### TASK REQUIREMENTS
For each line in the data that includes "instance", make a copy.

+ + + + + + +

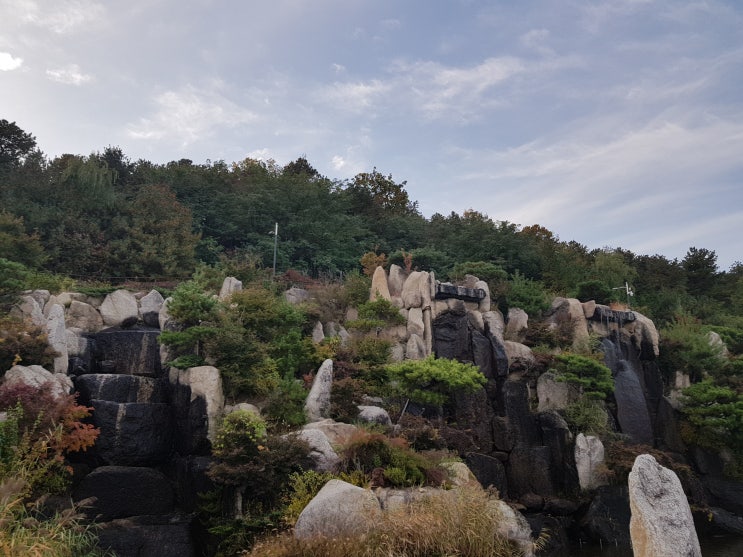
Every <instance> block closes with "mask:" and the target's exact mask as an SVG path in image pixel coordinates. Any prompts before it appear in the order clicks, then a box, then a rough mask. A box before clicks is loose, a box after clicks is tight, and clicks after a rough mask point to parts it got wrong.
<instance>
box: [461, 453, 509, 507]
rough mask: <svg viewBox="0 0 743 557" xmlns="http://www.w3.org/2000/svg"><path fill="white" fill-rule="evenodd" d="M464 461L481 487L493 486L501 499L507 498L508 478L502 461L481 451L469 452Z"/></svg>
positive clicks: (489, 486) (507, 491)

+ + + + + + +

### YOUR RESPONSE
Every <instance> block closes with "mask:" and the target's exact mask as an SVG path in image pixel coordinates. Any prompts before it appear in the order clicks, then a box, then a rough mask. A box before clicks is loose, a box after clicks is tight, and clicks after a rough mask point to parts it got wrong.
<instance>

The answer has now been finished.